▶ _Objective 1_:
According to the piece on the Pigford case that follows, how much did the U.S. government agree to pay each African American farmer under the settlement?

The Pigford Case, And How To Talk About It

by Conor Friedersdorf

In the current issue of National Review, Daniel Foster has a long piece on Pigford vs. Glickman. As Wikipedia notes, the Pigford case is "a class action lawsuit against the United States Department of Agriculture (USDA), alleging racial discrimination in its allocation of farm loans and assistance between 1983 and 1997. The lawsuit ended with a settlement in which the U.S. government agreed to pay African American farmers US$50,000 each if they had attempted to get USDA help but failed. To date, almost US$1 billion has been paid or credited to the farmers under the settlement's consent decree."

As Salon explains, the case is a matter of public controversy largely because Andrew Breitbart has become obsessed with it. His allegation is that the payout is rife with fraud and political corruption. I haven't mentioned the matter before because having witnessed Breitbart's carelessness with facts, the egregiously sloppy journalism he publishes on a daily basis, and his hubristic, immoral, "ends justify the means" approach to activism, I have serious doubts about his integrity and a strong conviction that his ethical compass is broken. More to the point, I just can't trust a damn thing he publishes, and having discredited himself on a national scale in the Shirley Sherrod case, a lot of others agree.

But I've enjoyed Foster's work for awhile now, and critical as I've been of a couple colleagues he works with at NR, the publication retains the ability to publish solid pieces, especially the ones prepped for print.

Although I can't personally vouch for the facts in his Pigford story, having never reported on the matter myself, it reads like a solid piece – one that raises serious questions worthy of scrutiny. Alas, it is behind National Review's paywall, and that presents a problem: As press coverage of the Pigford case increases – Breitbart is touting it singlemindedly at CPAC, and the stories are inevitable – the conversation is starting to focus is on the man whose heat-to-light ratio detracts from a cool-headed assessment of facts more than anyone in America. One purpose of this post is to suggest that we'd all be better off focusing the discussion on the NR piece, paywall or no. Certainly, liberal bloggers writing about the matter should acquire access to it. I'd be curious to see if they have a persuasive rebuttal. If so, I'll air it here. And if not – if the Foster piece has everything right – the story definitely merits attention.

Here's a very brief summary:

– Everyone agrees that between 1983 and 1997, the USDA discriminated against black farmers.
– The class action lawsuit made eligible for compensation farmers or aspiring farmers whose interests were harmed due to USDA discrimination. (There were other requirements too, but forget that for a moment.)

▶ _Objective 2_:
Count the lines of the records below that contain the string "shop", and give only that number.

▶ _Extracted data_:
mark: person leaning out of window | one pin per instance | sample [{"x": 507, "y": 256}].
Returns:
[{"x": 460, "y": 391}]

* * *

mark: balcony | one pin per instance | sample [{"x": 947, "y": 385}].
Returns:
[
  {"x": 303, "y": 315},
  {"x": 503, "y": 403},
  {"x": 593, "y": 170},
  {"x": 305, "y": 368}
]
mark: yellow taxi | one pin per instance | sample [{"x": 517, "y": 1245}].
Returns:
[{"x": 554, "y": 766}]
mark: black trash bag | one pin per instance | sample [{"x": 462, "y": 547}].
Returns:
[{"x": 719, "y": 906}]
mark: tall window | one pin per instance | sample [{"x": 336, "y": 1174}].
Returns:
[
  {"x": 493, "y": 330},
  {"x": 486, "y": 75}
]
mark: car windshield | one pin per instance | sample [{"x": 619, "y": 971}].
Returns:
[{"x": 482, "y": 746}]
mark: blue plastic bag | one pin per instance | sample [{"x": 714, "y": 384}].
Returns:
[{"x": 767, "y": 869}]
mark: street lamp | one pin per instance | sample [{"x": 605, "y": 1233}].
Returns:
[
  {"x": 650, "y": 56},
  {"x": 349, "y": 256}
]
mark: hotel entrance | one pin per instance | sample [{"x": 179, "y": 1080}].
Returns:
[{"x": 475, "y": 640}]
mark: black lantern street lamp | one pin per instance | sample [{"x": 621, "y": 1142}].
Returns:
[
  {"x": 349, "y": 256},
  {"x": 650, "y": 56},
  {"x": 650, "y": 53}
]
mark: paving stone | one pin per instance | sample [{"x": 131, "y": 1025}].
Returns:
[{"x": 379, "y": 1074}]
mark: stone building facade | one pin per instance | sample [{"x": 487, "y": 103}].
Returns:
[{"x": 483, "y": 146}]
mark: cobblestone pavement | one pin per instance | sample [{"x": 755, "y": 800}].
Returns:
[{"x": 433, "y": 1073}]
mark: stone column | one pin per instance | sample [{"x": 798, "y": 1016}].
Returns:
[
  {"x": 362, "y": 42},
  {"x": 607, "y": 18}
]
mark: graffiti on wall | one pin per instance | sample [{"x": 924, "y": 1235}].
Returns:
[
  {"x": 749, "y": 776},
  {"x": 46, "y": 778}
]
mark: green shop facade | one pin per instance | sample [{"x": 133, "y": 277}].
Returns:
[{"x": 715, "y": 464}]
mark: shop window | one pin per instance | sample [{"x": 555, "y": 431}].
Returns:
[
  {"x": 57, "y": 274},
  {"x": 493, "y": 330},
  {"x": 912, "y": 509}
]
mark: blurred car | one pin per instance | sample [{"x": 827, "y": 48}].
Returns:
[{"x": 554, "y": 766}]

* * *

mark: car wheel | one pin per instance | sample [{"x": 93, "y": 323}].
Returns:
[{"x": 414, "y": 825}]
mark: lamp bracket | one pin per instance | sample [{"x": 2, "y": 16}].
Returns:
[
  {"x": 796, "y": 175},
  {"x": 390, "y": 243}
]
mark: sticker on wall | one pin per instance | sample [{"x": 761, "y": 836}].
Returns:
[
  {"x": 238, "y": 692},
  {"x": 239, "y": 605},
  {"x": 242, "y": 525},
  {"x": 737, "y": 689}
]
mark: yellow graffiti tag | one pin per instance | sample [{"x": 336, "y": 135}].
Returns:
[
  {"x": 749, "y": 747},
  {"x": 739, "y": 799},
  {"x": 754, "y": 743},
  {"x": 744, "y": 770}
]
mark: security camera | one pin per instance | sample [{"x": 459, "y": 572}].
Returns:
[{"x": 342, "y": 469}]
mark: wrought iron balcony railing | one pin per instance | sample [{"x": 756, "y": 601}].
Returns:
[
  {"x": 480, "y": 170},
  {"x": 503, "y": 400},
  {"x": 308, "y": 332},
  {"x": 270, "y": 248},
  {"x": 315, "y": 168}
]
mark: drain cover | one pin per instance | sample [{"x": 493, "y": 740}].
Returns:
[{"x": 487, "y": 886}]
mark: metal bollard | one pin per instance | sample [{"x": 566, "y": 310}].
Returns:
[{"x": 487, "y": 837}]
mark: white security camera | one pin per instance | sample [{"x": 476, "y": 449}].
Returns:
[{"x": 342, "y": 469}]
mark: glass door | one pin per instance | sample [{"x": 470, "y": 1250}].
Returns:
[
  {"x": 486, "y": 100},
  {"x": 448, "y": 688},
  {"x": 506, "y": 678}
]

▶ _Exercise answer 1_:
US$50,000 each.

▶ _Exercise answer 2_:
2